■ PROBLEM REQUIREMENTS ■
Once the line containing "Locate the innermost point of each instance of the glossy" is found in the entries below, restate it and each following line word for word, stopping after the line containing "Target: leaf stalk".

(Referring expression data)
——

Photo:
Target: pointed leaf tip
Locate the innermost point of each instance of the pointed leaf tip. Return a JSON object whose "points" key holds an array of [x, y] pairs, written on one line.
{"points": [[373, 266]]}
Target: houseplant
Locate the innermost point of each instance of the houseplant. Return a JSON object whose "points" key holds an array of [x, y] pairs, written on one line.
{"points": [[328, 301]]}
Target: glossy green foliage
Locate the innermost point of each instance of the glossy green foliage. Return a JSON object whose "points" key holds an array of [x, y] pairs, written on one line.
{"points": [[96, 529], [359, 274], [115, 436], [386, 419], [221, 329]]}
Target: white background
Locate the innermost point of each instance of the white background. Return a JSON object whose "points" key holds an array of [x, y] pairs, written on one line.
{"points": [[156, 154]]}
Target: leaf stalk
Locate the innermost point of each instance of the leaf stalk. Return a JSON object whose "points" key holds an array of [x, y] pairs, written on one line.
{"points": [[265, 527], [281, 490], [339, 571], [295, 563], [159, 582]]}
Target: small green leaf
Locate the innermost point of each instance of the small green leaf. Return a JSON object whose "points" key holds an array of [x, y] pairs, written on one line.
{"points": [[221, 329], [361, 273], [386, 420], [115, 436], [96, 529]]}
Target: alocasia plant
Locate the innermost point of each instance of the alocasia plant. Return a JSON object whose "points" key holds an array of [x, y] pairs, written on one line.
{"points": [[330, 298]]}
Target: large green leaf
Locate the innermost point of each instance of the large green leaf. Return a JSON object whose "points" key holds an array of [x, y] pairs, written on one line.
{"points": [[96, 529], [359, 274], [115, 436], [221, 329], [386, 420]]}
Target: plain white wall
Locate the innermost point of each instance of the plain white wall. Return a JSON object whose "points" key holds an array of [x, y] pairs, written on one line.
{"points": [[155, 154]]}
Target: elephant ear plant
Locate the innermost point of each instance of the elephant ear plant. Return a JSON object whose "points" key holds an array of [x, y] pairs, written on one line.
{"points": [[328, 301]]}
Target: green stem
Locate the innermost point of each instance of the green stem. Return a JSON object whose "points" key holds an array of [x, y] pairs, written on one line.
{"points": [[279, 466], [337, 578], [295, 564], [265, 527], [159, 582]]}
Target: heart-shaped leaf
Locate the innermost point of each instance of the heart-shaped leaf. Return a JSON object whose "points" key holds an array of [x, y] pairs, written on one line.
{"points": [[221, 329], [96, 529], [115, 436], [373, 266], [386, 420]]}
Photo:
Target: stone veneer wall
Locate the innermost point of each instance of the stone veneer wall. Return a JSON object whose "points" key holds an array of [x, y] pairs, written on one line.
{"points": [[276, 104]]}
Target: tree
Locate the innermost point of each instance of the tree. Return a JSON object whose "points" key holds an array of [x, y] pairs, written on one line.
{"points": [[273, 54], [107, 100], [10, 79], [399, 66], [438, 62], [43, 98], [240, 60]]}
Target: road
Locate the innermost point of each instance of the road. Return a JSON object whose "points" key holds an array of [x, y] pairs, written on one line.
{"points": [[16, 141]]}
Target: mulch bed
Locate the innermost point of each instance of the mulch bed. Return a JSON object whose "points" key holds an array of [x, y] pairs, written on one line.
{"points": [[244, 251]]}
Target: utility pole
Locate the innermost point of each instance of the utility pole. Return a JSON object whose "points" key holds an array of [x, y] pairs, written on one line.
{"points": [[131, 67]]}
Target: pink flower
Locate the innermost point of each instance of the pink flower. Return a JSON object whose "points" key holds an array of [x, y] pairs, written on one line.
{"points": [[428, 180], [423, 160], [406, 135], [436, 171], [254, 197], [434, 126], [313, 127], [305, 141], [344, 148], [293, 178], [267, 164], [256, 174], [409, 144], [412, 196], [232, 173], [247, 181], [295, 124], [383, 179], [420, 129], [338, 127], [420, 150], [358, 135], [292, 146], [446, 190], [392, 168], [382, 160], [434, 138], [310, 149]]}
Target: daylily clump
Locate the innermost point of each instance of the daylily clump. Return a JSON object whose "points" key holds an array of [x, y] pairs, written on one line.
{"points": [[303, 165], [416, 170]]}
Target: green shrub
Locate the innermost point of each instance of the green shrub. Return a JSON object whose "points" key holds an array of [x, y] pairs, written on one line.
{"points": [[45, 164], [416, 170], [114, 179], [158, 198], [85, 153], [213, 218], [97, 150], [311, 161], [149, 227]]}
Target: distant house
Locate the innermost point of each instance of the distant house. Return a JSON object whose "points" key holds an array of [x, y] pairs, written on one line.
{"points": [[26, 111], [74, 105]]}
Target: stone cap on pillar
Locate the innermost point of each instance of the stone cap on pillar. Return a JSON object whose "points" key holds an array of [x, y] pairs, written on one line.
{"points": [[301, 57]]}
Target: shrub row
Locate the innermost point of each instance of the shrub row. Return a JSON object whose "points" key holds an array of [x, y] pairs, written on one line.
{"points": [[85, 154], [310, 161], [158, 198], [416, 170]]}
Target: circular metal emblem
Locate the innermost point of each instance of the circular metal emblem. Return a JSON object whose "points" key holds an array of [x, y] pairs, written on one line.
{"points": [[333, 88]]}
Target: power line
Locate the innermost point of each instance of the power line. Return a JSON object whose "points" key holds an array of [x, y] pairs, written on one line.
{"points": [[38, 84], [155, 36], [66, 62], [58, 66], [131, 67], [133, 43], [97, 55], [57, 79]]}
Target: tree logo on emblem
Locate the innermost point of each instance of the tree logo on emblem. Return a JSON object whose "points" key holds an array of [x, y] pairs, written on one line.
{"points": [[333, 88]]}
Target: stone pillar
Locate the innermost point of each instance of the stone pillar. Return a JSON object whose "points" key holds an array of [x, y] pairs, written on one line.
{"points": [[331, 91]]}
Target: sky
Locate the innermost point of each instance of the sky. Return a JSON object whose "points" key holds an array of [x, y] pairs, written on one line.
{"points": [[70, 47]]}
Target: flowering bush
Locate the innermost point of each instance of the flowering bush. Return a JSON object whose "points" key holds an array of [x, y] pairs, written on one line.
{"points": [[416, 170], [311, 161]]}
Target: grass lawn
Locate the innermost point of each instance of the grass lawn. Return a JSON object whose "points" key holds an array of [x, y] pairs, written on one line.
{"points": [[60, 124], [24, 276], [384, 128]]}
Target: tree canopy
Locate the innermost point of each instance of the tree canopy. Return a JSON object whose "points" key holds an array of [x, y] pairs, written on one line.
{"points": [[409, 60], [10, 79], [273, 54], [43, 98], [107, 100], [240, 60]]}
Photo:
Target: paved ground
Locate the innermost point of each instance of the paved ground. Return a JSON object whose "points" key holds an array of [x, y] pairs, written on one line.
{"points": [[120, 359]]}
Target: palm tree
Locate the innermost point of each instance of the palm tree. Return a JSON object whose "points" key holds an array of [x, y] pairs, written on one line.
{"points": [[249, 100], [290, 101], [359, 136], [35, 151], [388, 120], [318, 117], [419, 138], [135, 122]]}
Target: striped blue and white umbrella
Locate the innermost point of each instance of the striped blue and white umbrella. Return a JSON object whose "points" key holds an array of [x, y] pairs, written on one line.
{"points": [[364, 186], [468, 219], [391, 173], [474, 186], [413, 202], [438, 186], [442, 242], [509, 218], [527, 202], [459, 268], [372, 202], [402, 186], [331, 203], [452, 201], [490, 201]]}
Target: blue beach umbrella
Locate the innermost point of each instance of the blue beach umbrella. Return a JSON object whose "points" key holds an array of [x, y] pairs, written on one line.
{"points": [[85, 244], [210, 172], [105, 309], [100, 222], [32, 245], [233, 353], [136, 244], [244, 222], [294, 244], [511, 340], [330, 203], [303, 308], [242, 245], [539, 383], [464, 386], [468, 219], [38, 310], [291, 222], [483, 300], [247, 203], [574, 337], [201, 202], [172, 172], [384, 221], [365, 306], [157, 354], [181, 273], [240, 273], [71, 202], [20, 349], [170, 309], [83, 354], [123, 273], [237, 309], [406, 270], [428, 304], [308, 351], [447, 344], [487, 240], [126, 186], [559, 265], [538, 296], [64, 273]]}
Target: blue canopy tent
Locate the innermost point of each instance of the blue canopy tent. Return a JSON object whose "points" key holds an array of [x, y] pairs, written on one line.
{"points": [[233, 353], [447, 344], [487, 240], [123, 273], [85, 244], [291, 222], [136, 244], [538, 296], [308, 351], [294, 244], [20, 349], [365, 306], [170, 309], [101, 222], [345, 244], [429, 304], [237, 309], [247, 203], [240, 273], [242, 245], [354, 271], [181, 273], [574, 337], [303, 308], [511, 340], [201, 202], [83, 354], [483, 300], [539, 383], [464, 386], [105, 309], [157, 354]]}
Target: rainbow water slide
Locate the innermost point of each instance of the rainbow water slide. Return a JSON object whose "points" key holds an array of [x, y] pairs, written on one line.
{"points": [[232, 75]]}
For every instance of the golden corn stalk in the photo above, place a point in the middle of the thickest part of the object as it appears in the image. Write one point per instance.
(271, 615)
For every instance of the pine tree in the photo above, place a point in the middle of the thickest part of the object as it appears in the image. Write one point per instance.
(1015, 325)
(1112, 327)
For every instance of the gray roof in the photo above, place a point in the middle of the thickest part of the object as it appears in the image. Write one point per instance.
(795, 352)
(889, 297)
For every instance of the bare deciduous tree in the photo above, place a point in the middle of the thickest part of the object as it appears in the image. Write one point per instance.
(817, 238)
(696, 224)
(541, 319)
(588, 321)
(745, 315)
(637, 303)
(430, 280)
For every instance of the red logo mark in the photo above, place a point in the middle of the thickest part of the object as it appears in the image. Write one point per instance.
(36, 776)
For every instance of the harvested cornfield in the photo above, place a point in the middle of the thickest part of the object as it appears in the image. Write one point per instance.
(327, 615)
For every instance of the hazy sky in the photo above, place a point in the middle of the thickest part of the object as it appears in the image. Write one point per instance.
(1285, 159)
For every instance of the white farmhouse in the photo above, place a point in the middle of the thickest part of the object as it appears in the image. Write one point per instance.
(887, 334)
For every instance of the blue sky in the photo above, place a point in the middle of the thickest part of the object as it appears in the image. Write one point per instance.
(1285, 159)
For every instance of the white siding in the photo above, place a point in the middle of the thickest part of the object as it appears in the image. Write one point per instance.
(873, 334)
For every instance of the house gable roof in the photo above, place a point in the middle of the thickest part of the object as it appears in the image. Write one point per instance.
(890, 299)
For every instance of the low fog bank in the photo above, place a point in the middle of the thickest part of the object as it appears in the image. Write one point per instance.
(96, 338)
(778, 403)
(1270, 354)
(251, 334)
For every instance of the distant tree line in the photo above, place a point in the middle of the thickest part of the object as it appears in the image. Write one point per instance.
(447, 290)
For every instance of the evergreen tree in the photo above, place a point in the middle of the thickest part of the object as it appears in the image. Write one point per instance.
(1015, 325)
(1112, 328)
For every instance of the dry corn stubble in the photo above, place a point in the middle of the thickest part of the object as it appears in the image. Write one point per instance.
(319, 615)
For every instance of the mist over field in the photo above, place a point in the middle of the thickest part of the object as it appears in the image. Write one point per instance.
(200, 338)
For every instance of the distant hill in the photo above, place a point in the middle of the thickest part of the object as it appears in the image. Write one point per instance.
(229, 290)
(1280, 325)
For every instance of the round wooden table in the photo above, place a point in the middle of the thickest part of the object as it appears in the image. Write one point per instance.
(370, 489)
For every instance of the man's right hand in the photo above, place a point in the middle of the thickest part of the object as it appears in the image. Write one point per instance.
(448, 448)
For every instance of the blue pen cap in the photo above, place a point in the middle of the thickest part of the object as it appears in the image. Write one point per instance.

——

■ SOLUTION TO THE EXERCISE ■
Locate the innermost point of each instance of the glossy green foliage. Return a JSON object whose "points" key holds an array of [x, y] pairs, written on one line.
{"points": [[96, 529], [359, 274], [115, 436], [386, 419], [221, 329]]}
Target: white background
Locate the innermost point of each instance of the white background. Return a JSON object whose "points" key holds an array of [x, y] pairs, written on one line.
{"points": [[156, 154]]}
Target: leaf stalk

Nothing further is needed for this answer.